INPUT DATA –
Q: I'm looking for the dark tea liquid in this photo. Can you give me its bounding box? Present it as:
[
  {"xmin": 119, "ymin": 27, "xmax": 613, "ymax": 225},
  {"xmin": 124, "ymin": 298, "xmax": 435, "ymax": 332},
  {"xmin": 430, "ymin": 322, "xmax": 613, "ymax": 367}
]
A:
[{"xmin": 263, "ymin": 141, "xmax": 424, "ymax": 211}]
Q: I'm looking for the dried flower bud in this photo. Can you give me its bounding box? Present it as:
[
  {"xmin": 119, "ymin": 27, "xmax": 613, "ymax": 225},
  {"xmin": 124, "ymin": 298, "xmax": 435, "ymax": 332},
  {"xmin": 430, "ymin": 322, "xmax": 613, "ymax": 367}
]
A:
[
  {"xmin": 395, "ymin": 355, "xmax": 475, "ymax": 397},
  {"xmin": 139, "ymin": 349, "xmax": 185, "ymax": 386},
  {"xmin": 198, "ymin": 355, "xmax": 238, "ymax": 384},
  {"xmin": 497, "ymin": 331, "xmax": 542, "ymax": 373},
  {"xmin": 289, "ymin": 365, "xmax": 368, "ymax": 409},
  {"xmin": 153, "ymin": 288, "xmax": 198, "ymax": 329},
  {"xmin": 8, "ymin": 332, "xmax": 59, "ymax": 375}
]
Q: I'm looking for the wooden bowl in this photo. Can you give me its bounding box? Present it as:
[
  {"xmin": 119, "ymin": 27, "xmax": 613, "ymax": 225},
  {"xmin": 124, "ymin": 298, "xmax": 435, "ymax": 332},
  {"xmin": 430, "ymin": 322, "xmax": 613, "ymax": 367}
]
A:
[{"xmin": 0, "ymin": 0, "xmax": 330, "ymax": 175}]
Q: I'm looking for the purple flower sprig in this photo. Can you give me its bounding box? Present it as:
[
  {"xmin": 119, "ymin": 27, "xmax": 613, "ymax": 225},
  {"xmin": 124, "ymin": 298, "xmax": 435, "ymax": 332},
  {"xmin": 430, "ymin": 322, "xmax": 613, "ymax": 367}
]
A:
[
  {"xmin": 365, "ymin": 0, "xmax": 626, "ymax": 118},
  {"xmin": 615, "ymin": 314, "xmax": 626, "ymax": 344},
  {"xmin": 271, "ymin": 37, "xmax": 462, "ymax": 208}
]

--

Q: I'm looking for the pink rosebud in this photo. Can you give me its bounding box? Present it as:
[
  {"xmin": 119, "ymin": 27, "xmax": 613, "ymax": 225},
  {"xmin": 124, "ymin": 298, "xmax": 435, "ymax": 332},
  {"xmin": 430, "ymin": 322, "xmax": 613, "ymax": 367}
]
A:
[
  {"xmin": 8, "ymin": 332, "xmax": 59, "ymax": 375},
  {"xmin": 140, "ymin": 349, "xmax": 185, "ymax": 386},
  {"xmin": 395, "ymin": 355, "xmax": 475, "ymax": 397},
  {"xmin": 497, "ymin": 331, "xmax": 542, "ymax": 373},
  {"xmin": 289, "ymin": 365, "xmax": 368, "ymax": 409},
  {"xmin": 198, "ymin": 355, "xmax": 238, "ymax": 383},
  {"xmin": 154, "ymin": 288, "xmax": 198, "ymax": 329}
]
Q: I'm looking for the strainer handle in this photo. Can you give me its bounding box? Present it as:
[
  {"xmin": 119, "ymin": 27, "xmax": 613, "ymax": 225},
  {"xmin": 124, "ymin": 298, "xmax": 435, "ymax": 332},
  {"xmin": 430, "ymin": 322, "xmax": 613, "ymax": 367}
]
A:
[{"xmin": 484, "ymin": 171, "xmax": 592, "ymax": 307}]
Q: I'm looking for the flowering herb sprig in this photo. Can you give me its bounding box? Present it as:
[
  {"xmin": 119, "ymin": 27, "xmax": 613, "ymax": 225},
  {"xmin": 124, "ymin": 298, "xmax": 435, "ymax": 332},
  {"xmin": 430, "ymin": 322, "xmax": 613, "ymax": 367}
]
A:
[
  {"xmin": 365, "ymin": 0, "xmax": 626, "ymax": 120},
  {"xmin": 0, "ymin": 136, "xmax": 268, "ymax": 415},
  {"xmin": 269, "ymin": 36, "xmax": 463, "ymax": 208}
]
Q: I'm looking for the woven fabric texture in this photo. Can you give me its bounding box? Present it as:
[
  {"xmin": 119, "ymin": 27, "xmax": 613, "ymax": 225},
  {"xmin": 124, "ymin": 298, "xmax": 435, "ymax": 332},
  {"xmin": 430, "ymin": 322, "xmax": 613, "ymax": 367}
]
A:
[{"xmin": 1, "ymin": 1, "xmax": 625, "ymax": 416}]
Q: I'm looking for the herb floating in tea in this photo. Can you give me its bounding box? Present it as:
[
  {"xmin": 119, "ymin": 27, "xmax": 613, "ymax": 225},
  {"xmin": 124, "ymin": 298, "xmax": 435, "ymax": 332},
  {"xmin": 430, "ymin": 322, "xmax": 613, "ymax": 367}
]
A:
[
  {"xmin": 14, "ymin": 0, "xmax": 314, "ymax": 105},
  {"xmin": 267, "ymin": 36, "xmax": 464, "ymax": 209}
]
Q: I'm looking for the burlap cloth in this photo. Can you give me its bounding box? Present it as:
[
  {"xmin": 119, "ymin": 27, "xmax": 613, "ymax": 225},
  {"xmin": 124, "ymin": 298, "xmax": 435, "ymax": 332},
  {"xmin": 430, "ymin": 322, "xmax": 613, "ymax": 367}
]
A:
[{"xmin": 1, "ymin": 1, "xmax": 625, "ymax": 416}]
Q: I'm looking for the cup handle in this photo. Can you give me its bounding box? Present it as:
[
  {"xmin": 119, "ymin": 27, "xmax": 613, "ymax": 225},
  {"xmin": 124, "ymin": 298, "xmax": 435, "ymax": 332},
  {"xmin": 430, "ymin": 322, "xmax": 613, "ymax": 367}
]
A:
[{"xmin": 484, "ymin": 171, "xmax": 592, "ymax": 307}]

WHAT IS BEING ASKED –
Return every line of the data above in which "photo" appears.

ANSWER BELOW –
Q: I'm looking for the dark tea liquid in this photo. Can you give me its bounding box? Present it as:
Q: I'm looking for the dried flower bud in this photo. Can you give me its bounding box? Present it as:
Q: I'm looking for the wooden bowl in this photo. Can you give me its bounding box? Present it as:
Q: I'm looking for the purple flower sprig in this photo. Can you give me its bounding box? Present it as:
Q: I'm looking for the pink rosebud in this photo. Can you give me its bounding box? Present it as:
Q: I'm looking for the strainer handle in this photo. Can you give me its bounding box? Present it as:
Q: I'm looking for the flowering herb sprig in this photo. Can you give me its bounding box? Present it as:
Q: I'm looking for the woven fabric texture in this photo. Can you give me its bounding box? Present it as:
Q: I'm looking for the herb floating in tea in this photo. Can you give me its bounding box? Present it as:
Q: I'm looking for the burlap cloth in this photo. Can you give me its bounding box? Present it as:
Q: I'm looking for the cup handle in this photo. Can you give me its bounding box? Present it as:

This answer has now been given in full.